━━━ Registros fornecidos ━━━
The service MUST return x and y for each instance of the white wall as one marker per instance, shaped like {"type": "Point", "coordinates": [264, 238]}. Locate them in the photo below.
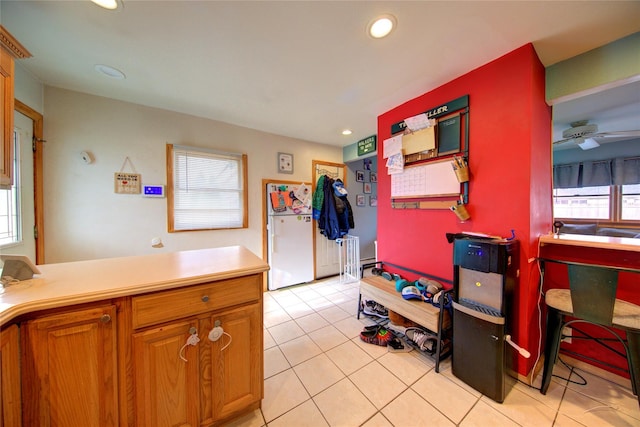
{"type": "Point", "coordinates": [85, 219]}
{"type": "Point", "coordinates": [365, 217]}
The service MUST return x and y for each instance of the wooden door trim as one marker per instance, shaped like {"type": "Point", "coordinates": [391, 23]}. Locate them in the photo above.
{"type": "Point", "coordinates": [38, 181]}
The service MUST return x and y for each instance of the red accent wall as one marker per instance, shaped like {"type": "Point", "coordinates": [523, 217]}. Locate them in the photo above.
{"type": "Point", "coordinates": [556, 277]}
{"type": "Point", "coordinates": [510, 186]}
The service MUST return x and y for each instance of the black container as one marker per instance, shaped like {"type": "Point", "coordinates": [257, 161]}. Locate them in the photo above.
{"type": "Point", "coordinates": [485, 275]}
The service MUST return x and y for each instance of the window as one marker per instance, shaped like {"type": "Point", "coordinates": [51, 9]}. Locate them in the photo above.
{"type": "Point", "coordinates": [604, 190]}
{"type": "Point", "coordinates": [206, 189]}
{"type": "Point", "coordinates": [630, 209]}
{"type": "Point", "coordinates": [585, 202]}
{"type": "Point", "coordinates": [10, 203]}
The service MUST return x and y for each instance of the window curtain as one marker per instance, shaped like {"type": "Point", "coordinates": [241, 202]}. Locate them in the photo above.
{"type": "Point", "coordinates": [626, 171]}
{"type": "Point", "coordinates": [566, 176]}
{"type": "Point", "coordinates": [619, 171]}
{"type": "Point", "coordinates": [595, 174]}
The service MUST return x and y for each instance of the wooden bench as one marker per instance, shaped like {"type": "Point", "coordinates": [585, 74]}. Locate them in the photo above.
{"type": "Point", "coordinates": [384, 292]}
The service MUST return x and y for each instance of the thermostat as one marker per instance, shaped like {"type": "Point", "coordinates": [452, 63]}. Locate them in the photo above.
{"type": "Point", "coordinates": [153, 190]}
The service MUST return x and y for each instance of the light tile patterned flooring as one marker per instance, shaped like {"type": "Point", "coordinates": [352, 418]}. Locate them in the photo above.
{"type": "Point", "coordinates": [318, 372]}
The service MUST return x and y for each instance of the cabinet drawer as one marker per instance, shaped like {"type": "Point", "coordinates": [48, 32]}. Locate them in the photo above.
{"type": "Point", "coordinates": [175, 304]}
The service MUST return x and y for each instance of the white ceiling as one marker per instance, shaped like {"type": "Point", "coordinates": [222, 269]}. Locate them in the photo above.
{"type": "Point", "coordinates": [303, 69]}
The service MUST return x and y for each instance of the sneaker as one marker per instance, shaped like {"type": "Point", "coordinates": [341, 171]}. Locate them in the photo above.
{"type": "Point", "coordinates": [378, 336]}
{"type": "Point", "coordinates": [423, 340]}
{"type": "Point", "coordinates": [398, 345]}
{"type": "Point", "coordinates": [372, 308]}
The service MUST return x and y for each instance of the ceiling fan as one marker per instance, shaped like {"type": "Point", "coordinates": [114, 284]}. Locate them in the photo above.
{"type": "Point", "coordinates": [582, 133]}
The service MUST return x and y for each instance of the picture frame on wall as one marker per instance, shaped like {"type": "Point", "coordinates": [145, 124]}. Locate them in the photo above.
{"type": "Point", "coordinates": [285, 163]}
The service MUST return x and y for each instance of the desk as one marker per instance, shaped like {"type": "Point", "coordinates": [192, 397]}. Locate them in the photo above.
{"type": "Point", "coordinates": [588, 241]}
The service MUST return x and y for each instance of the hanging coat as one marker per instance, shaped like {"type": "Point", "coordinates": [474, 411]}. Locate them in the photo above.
{"type": "Point", "coordinates": [328, 221]}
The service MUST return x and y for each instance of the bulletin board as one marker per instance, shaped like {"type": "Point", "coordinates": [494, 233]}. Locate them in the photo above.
━━━
Reescreva a listagem acima trocando "MUST" por "SHOULD" e mantendo todo o resto igual. Por favor, deixe as imagens fora da resposta.

▶ _Solução abaixo_
The service SHOULD return x and y for each instance of the white wall as one marker per instance, shaped like {"type": "Point", "coordinates": [264, 238]}. Locate them in the photo below.
{"type": "Point", "coordinates": [85, 219]}
{"type": "Point", "coordinates": [365, 217]}
The service SHOULD return x and y for each instance of the wooden door trim as one marker per instance, shaped like {"type": "Point", "coordinates": [391, 23]}. Locate them in the photo above.
{"type": "Point", "coordinates": [38, 181]}
The service SHOULD return x and y for each instance of the red accent wall as one marker per instance, shaped like {"type": "Point", "coordinates": [523, 217]}. Locate them in the photo above.
{"type": "Point", "coordinates": [556, 277]}
{"type": "Point", "coordinates": [510, 186]}
The service SHOULD return x and y for each instance of the black container as one marker per instance, shaped like {"type": "Point", "coordinates": [257, 161]}. Locate them in the photo above.
{"type": "Point", "coordinates": [485, 275]}
The service SHOULD return x and y for each instance of the window as one marker per instance, shaped like {"type": "Point", "coordinates": [51, 9]}. Locate them in the photo above.
{"type": "Point", "coordinates": [604, 190]}
{"type": "Point", "coordinates": [206, 189]}
{"type": "Point", "coordinates": [630, 209]}
{"type": "Point", "coordinates": [585, 202]}
{"type": "Point", "coordinates": [10, 203]}
The service SHOULD return x and y for each instance of the window curtain as one marker per instance, shaped like {"type": "Point", "coordinates": [241, 202]}. Locate them in the photo above.
{"type": "Point", "coordinates": [626, 171]}
{"type": "Point", "coordinates": [566, 176]}
{"type": "Point", "coordinates": [619, 171]}
{"type": "Point", "coordinates": [595, 174]}
The service SHOULD return x and y for each instance of the wooden bench as one marker per instance, shaped like {"type": "Point", "coordinates": [585, 74]}. Locate them in the photo above.
{"type": "Point", "coordinates": [384, 292]}
The service SHOULD return x and y for each instance of the thermostat as one marker per instance, shaped like {"type": "Point", "coordinates": [452, 63]}. Locate them in the photo above.
{"type": "Point", "coordinates": [153, 190]}
The service SHOULD return x and y for each instance of the light tile patterned flooring as one marker per instance, shaped like {"type": "Point", "coordinates": [352, 418]}. Locate them in the photo above.
{"type": "Point", "coordinates": [318, 372]}
The service SHOULD return x and y for each instance of the cabinet drawer as one marker per instance, shaped like {"type": "Point", "coordinates": [48, 32]}. Locate them in the photo above.
{"type": "Point", "coordinates": [175, 304]}
The service SHOULD return x and y for each instance of the white ceiling as one marker per instance, shaped like {"type": "Point", "coordinates": [222, 269]}. Locate them in the photo above.
{"type": "Point", "coordinates": [303, 69]}
The service SHOULD return x and y for each instance of the sneaker as one marker per instance, shaped like {"type": "Point", "coordinates": [341, 171]}. Locate them in the photo above.
{"type": "Point", "coordinates": [378, 336]}
{"type": "Point", "coordinates": [423, 340]}
{"type": "Point", "coordinates": [398, 345]}
{"type": "Point", "coordinates": [372, 308]}
The service SHOULD return x and y for each instance of the ceiling fan as one marker per instance, shaped like {"type": "Point", "coordinates": [114, 284]}. Locate them in the photo above.
{"type": "Point", "coordinates": [582, 133]}
The service SHOULD return x and y for each instance of the picture frame on wall as one marker per instance, shaped like {"type": "Point", "coordinates": [145, 124]}. Locate them in the photo above.
{"type": "Point", "coordinates": [285, 163]}
The service SHOULD return x and y for each instance of the desk as one marker per instance, shaped like {"type": "Point", "coordinates": [192, 397]}. Locate them in the photo above.
{"type": "Point", "coordinates": [588, 241]}
The service SHOULD return x and y for each instance of the hanging coat as one marker per instance, shaped like {"type": "Point", "coordinates": [474, 411]}. Locate them in the photo above.
{"type": "Point", "coordinates": [328, 221]}
The service SHOULD return x and y for each instance of the bulletin board as one marker per instance, shaped like {"type": "Point", "coordinates": [494, 233]}. Locate them in the photo above.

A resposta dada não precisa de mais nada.